→ WHAT YOU SHOULD DO
Convert the material into a numbered list, starting at its first line and ending with the line containing "210, 189, 274, 235", both included. Leave out any blank lines.

→ MATERIAL PROVIDED
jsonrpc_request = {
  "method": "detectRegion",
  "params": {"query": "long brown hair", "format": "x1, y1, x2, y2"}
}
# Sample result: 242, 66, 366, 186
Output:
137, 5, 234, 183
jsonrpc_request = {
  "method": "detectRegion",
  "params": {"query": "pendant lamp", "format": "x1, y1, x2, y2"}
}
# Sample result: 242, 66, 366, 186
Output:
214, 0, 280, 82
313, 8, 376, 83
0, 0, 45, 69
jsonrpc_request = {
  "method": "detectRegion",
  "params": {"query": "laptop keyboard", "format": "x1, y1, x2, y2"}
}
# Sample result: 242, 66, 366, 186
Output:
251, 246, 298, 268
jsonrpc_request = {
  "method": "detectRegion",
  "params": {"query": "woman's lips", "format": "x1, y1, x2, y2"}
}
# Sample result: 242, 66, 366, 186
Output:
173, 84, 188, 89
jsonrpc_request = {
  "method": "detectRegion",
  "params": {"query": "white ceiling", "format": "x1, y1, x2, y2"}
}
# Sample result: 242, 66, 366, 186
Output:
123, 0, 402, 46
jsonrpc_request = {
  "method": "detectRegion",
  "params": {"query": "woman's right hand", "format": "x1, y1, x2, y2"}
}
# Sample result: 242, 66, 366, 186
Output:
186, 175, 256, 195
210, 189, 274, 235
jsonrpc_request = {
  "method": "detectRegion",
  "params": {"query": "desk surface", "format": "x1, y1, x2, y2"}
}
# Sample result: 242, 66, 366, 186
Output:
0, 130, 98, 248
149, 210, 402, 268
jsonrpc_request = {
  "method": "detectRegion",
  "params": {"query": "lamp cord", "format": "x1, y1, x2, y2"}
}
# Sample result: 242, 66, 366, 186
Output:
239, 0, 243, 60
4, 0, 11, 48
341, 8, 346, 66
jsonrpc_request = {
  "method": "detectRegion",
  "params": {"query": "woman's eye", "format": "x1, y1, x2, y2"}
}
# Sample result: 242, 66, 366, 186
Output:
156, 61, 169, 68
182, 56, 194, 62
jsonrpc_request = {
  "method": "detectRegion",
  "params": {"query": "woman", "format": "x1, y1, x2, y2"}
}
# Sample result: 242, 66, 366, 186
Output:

→ WRITTEN RESPONSE
1. jsonrpc_request = {
2.   "method": "detectRegion",
3.   "params": {"query": "long brown hair", "format": "x1, y1, x2, y2"}
4. }
5. # Sample result: 242, 66, 366, 186
6. Output:
7. 137, 5, 234, 183
8. jsonrpc_request = {
9.   "method": "detectRegion",
10.   "params": {"query": "pendant lamp", "format": "x1, y1, x2, y2"}
11. }
12. # Sample result: 242, 66, 366, 186
13. Output:
14. 214, 0, 280, 82
15. 313, 8, 376, 83
16. 0, 0, 45, 69
17. jsonrpc_request = {
18.   "method": "detectRegion",
19.   "params": {"query": "laptop keyboard", "format": "x1, y1, x2, y2"}
20. }
21. # Sample result: 242, 66, 366, 186
22. Output:
23. 251, 246, 298, 268
24. jsonrpc_request = {
25.   "method": "detectRegion",
26.   "params": {"query": "woman's lips", "format": "x1, y1, x2, y2"}
27. }
28. # Sample result: 242, 66, 366, 186
29. Output:
30. 173, 84, 188, 89
31. jsonrpc_request = {
32.   "method": "detectRegion",
33.   "params": {"query": "white ceiling", "format": "x1, y1, x2, y2"}
34. }
35. # Sample result: 242, 66, 366, 186
36. Output:
37. 123, 0, 402, 46
38. jsonrpc_request = {
39.   "method": "detectRegion",
40.   "params": {"query": "woman's right hand", "format": "x1, y1, x2, y2"}
41. }
42. # Sample result: 242, 66, 366, 186
43. Output:
44. 186, 175, 256, 195
45. 210, 189, 274, 235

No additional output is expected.